## DESCRIPTION OF THE TASK
Can you continue the lab procedure on cloning the green fluorescent protein gene, starting right after its final sentence?

The laboratory sequence illustrated below,
parallels this experimental model- the protein of
interest is the green fluorescent protein,
produced by a scyphozoan jellyfish, Aequorea
victoria, but it could be a life-saving human
protein. As these experiments are completed,
students will become familiar with several Nobel
Prize winning techniques while they better
understand how biotechnology will influence the
future of medicine and society.
The laboratory sequence begins by analyzing two
plasmids pGRN and pDRK. pDRK has been
engineered as an expression vector, a DNA plasmid
that is designed for gene expression. The
plasmid, pGRN carries the gene (gfp) for green
fluorescent protein.
The two plasmids are digested with the
restriction enzyme, Hind III. Because pGRN
carries two restriction sites for Hind III, the
digest results in two restriction fragments. The
smaller of the two fragments is the gfp gene.
pGRN has a single Hind III restriction site and
the digest results in a single fragment.
Agarose-gel electrophoresis is used to confirm
that the plasmids were digested () and
restriction fragments were ligated. Controls,
undigested plasmid (-) and a DNA marker, are run
alongside the digested samples for analysis and
size determination. The ligated sample, L, shows
smearing of high molecular weight plasmid
constructs and a circular gfp fragment.
Samples from the tubes containing the digested
plasmids are combined into a single tube along
with DNA ligase, an enzyme that will form
covalent chemical bonds between the restriction
fragments, producing recombinant DNA molecules
(plasmids).
While many recombinant DNA plasmid constructs are
possible, the single construct of interest is the
one depicted above, rpGLO. This plasmid consists
of the pDRK restriction fragment and the gfp gene.
The ligated, recombinant plasmids are used to
transform competent E. coli cells.
Transformation is the process of moving the
recombinant plasmid through the plasma membrane
and cell wall of the bacterium.
E. coli cells are made competent by washing them
in a CaCl2 solution. The Ca ions mask the
negative charges around the plasma membrane as
well as the DNA plasmid. This allows easier
passage of the recombinant DNA plasmid into the
cytosol of the bacterial cell.
Following transformation, the cells are spread
onto a series of nutrient agar petri plates.

## RECORD EXCERPTS
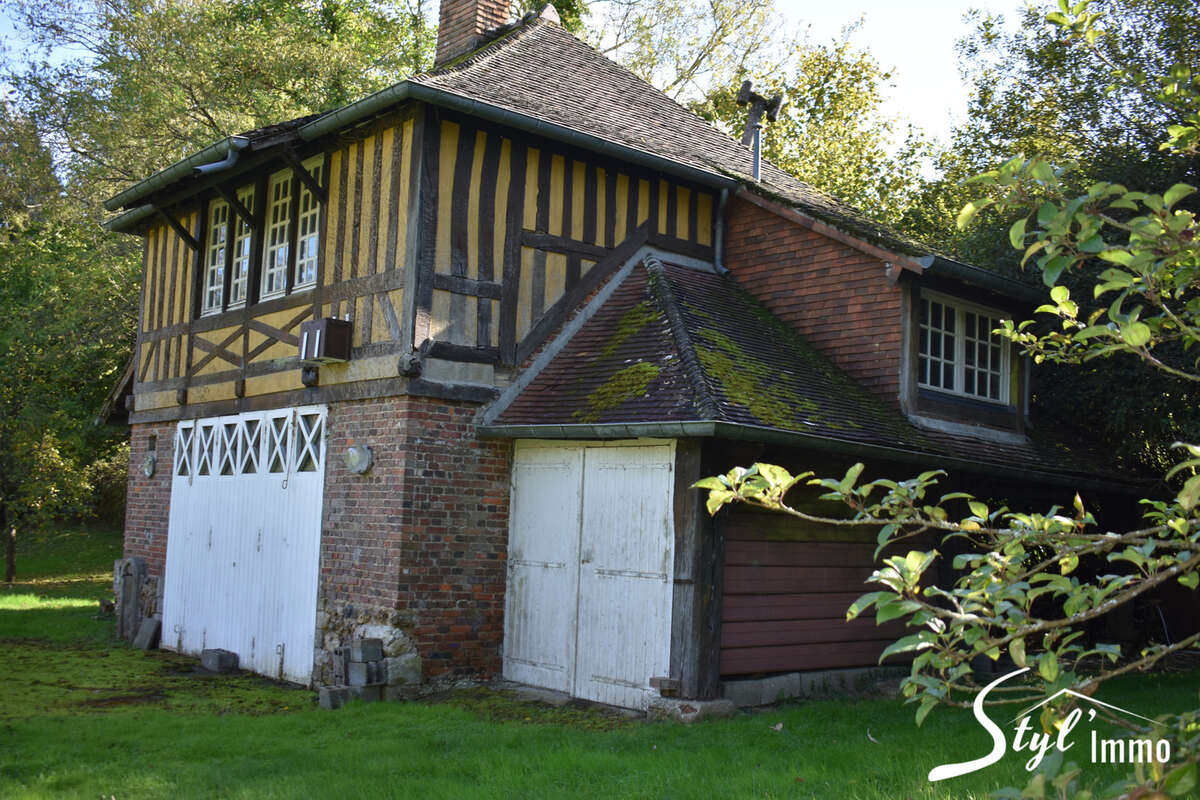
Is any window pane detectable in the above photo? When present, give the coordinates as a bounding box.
[229,187,254,306]
[293,156,324,287]
[263,172,292,296]
[203,203,229,313]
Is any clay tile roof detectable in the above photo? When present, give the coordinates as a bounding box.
[410,18,931,254]
[492,255,1126,482]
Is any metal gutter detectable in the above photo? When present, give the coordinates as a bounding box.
[196,139,250,175]
[299,80,739,194]
[917,255,1046,303]
[104,136,250,211]
[476,421,1142,494]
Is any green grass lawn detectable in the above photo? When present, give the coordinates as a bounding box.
[0,531,1200,800]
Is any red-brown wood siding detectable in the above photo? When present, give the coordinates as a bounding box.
[725,198,901,404]
[721,509,904,678]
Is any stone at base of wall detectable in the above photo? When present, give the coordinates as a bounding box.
[646,697,738,724]
[721,667,908,708]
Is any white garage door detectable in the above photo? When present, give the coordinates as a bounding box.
[162,407,325,684]
[504,443,674,708]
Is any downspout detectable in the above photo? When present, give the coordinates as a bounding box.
[713,188,730,275]
[192,137,250,175]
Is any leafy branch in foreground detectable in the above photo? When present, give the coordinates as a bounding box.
[696,0,1200,798]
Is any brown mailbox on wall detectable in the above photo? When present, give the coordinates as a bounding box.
[300,318,350,363]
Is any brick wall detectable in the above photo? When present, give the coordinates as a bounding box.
[125,422,175,578]
[318,397,511,680]
[725,198,901,404]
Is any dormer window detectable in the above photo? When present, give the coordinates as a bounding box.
[917,291,1010,404]
[200,155,325,317]
[263,169,293,300]
[229,186,254,308]
[200,200,229,314]
[292,157,324,289]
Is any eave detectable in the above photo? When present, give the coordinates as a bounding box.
[478,421,1145,495]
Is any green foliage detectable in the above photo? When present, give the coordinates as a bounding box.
[694,31,932,223]
[697,0,1200,798]
[900,0,1200,470]
[0,107,138,532]
[4,0,434,199]
[85,439,130,527]
[586,0,784,101]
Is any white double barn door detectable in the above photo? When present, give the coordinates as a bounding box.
[162,407,325,684]
[504,443,674,709]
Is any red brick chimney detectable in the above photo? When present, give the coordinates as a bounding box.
[433,0,509,67]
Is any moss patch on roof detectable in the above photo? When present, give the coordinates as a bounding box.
[572,361,661,422]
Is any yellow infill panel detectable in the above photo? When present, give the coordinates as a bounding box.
[676,186,692,241]
[324,150,346,285]
[696,192,713,247]
[353,136,377,275]
[492,139,512,275]
[614,174,630,236]
[242,371,302,399]
[544,253,566,309]
[522,148,541,230]
[388,120,415,268]
[341,142,362,281]
[187,380,237,404]
[659,180,671,234]
[592,167,608,247]
[433,121,461,275]
[467,131,487,281]
[517,247,534,342]
[571,161,588,240]
[546,155,566,236]
[374,128,397,272]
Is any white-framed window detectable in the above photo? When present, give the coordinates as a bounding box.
[262,169,293,299]
[292,156,325,289]
[917,291,1009,403]
[200,200,229,314]
[229,186,254,308]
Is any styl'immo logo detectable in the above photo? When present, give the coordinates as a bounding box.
[929,667,1171,781]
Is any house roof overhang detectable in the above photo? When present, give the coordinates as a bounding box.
[478,420,1145,495]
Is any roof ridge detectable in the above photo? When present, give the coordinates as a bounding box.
[642,253,724,420]
[422,11,551,80]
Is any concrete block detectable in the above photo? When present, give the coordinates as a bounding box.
[350,684,383,703]
[350,639,383,663]
[133,616,162,650]
[331,648,349,686]
[646,697,738,724]
[383,652,421,686]
[200,648,238,673]
[762,672,803,705]
[317,686,350,710]
[721,680,762,709]
[346,661,374,686]
[383,685,421,702]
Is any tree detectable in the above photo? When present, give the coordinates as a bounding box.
[0,104,138,581]
[899,0,1200,471]
[697,0,1200,798]
[694,29,932,223]
[5,0,434,199]
[587,0,784,101]
[0,0,433,563]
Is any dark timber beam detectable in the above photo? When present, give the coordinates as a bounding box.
[216,184,258,226]
[154,205,200,252]
[283,148,328,205]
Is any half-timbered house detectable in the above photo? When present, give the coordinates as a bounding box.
[108,0,1132,708]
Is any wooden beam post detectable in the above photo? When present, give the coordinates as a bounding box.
[154,205,200,251]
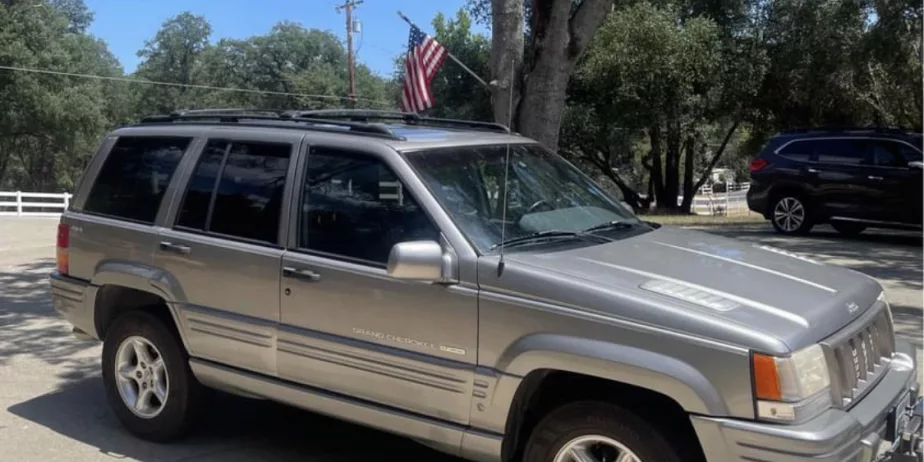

## TASK ANSWER
Because the pDRK plasmid carries a gene for
ampicillin resistance, the cells that have been
transformed with a plasmid construct carrying
this plasmid, including rpGLO, will be able to
grow on a plate containing ampicillin. Because
pDRK was engineered to express genes only in the
presence of the sugar arabinose, cells
transformed with rpGLO will appear to be green on
the LB/amp/ara plate when viewed with UV light.
A single green colony is selected from the
LB/amp/ara plate. Because arabinose is present
and the plate contains ampicillin, it is
reasonable to assume that the bacterial colony
developed from a single bacterium that was
transformed with rpGLO. Cells from this colony
are used to inoculate 2mL of LB/amp/ara broth for
overnight gene expression.
This illustration depicts the relationship
between the different control elements needed to
produce GFP. Arabinose binds with the araC
protein. This complex helps to bind and align
RNA polymerase on the promoter region of the
rpGLO plasmid. Once aligned, RNA polymerase can
transcribe the gfp gene.
GFP is a protein that consists of 11 beta strands
arranged in a cylinder, much like staves around a
barrel. There are two alpha helices that cover
the ends of the molecule. The part of the
molecule that fluoresces, is located in the
center of the molecule. The molecule is
considered hydrophobic. The molecules
hydrophobicity is used to separate it from many
of the other proteins in E. coli.
Following the overnight culture in LB/amp/ara
broth, the cells are centrifuged and cells are
pelleted. The cells are then resuspended and
lysed (broken open) using the enzyme lysozyme.
The supernatant with GFP is added to a column and
purified using a process called
hydrophobic-interaction chromatography.